§ **Work to complete**
Set out every entry below as a Markdown table with the columns "Row" and "Line", numbering each line in order and skipping any blank lines.

* start Data lines *

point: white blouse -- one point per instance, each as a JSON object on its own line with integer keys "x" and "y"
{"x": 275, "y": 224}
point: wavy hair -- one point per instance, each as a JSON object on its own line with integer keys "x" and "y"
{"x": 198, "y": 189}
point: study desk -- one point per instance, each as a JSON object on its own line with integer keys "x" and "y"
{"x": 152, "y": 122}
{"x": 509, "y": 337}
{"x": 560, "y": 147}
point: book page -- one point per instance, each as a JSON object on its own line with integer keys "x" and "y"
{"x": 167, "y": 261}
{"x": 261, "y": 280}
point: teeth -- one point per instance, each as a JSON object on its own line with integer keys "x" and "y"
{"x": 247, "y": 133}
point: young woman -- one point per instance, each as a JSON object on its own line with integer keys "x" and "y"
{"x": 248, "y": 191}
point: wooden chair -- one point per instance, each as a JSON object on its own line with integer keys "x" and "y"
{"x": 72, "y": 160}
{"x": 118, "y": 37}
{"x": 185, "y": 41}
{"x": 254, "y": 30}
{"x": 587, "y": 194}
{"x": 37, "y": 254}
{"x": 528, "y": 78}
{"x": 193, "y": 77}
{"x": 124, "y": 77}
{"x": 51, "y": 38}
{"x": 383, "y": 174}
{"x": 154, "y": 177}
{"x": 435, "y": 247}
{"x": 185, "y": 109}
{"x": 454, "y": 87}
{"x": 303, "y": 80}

* end Data lines *

§ **Solved exercise**
| Row | Line |
|---|---|
| 1 | point: white blouse -- one point per instance, each as a JSON object on its own line with integer keys "x" and "y" |
| 2 | {"x": 275, "y": 224} |
| 3 | point: wavy hair -- one point per instance, each as a JSON object on its own line with integer keys "x" and "y" |
| 4 | {"x": 198, "y": 189} |
| 5 | point: study desk -- one point per instance, each as a JSON object on its own line with integer keys "x" and "y" |
| 6 | {"x": 152, "y": 122} |
| 7 | {"x": 509, "y": 337} |
| 8 | {"x": 560, "y": 147} |
| 9 | point: book page -- one point per instance, each as a JSON object on its own line with integer keys "x" and "y" |
| 10 | {"x": 167, "y": 261} |
| 11 | {"x": 261, "y": 280} |
| 12 | point: teeth -- one point per instance, each as a JSON object on its own line with integer keys "x" and "y" |
| 13 | {"x": 247, "y": 133} |
| 14 | point: young woman -- one point per instance, each as a JSON object on its own line with integer keys "x" and "y" |
| 15 | {"x": 248, "y": 191} |
| 16 | point: wooden chair -- one point per instance, each as a JSON object on its own line with integer keys "x" and "y" |
| 17 | {"x": 72, "y": 160} |
| 18 | {"x": 118, "y": 37} |
| 19 | {"x": 185, "y": 41} |
| 20 | {"x": 254, "y": 30} |
| 21 | {"x": 587, "y": 194} |
| 22 | {"x": 37, "y": 254} |
| 23 | {"x": 528, "y": 78} |
| 24 | {"x": 193, "y": 77} |
| 25 | {"x": 124, "y": 77} |
| 26 | {"x": 51, "y": 38} |
| 27 | {"x": 383, "y": 174} |
| 28 | {"x": 154, "y": 177} |
| 29 | {"x": 435, "y": 247} |
| 30 | {"x": 185, "y": 109} |
| 31 | {"x": 454, "y": 87} |
| 32 | {"x": 303, "y": 80} |